Re: [Postgres-xc-bugs] backup/restore problem using BARRIER

From: Hitoshi H. <hem...@la...> - 2012-05-29 03:43:08

I made mistake. Value "11" is missing indeed.

-hemmi


Hitoshi HEMMI さんは書きました:
> Value "10" is missing, in "i" column; therefore, i  != j in
> each record in second half of the query result list.
> That is the problem we think. Are we wrong?
>
> If it indeed is a problem, I will ask the details to engineers
> who operated this.
>
> -hemmi
>
>
> Michael Paquier さんは書きました:
>   
>> I have a couple of questions.
>> This report lacks of details.
>>
>>     System Configuration:
>>     ---------------------
>>     Architecture : x86_64
>>
>>     Operating Systems :
>>     A. CentOS release 6.2 x86_64
>>     B. RHEL5.7 x86_64
>>     We tried in two environments. See also "Compilers"

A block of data

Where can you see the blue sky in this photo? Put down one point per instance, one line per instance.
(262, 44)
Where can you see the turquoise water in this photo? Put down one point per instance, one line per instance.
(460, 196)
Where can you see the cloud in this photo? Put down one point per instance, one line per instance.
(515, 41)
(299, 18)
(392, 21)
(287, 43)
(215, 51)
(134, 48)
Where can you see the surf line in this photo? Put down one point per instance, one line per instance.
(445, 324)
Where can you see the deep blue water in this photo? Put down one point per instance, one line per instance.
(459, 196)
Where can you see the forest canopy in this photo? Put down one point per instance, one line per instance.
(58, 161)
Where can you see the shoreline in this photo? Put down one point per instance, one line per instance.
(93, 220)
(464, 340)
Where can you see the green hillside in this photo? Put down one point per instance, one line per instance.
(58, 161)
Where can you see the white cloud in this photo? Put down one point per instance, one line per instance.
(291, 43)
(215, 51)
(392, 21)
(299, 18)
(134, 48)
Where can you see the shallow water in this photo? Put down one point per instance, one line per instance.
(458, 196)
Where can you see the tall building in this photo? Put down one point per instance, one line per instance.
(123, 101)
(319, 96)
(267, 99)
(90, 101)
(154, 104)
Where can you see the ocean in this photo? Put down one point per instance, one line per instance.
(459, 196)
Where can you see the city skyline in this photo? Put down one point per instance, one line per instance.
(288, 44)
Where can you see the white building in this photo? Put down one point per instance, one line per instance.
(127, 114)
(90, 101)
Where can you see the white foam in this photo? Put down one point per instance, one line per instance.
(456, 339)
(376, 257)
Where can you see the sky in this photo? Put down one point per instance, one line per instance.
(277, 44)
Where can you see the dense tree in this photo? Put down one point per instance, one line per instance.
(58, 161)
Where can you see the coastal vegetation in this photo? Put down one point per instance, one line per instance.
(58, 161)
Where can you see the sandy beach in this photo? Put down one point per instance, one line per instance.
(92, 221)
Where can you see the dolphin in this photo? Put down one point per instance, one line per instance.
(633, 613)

* What you need to do:
[1] In the backup/restore thread, rewrite the lines between "I made mistake." and "who operated this.", inclusive, substituting "bug" for "problem".
[2] Extend the backup/restore thread past its last line.

* Answer list:
[1]
I made mistake. Value "11" is missing indeed.

-hemmi


Hitoshi HEMMI さんは書きました:
> Value "10" is missing, in "i" column; therefore, i  != j in
> each record in second half of the query result list.
> That is the bug we think. Are we wrong?
>
> If it indeed is a bug, I will ask the details to engineers
> who operated this.

[2]
>>
>>     Postgres-XC version : Postgres-XC 1.0beta2
>>
>>     Compilers used :
>>     A. gcc (GCC) 4.4.6 20110731 (Red Hat 4.4.6-3)
>>     B. gcc (GCC) 4.1.2 20080704 (Red Hat 4.1.2-51)
>>
>>     Description of problems:
>>     ==============================================
>>     We tested online backup/restore feature using BARRIER,
>>     and found anomalies in restored serial values.
>>
>>     (Outline of procedure)
>>     0. Setup all coordinators and datanodes for online backups.
>>
>>     1. Create a table via coordinator:
>>     # CREATE TABLE tbl(I serial, j int);
>>
>>     2. First dataload via coordinator:
>>     # INSERT INTO tbl(j) VALUES (generate_series(1,10));
>>
>>     3. Base backup of all coordinators and datanodes:
>>     $ pg_basebackup -h localhost -p xxxx -D /xxxx
>>
>>     4. Second dataload via coordinator:
>>     　# INSERT INTO tbl(j) VALUES (generate_series(11,20));
>>
>>     5. Install BARRIER via coordinator:
>>     　# CREATE BARRIER 'test';
>>
>>     6. Archive WALs for all coordinators and datanodes:
>>     　# SELECT pg_start_backup('xxx');
>>     　# SELECT pg_stop_backup();
>>
>> Was this launched directly at each node?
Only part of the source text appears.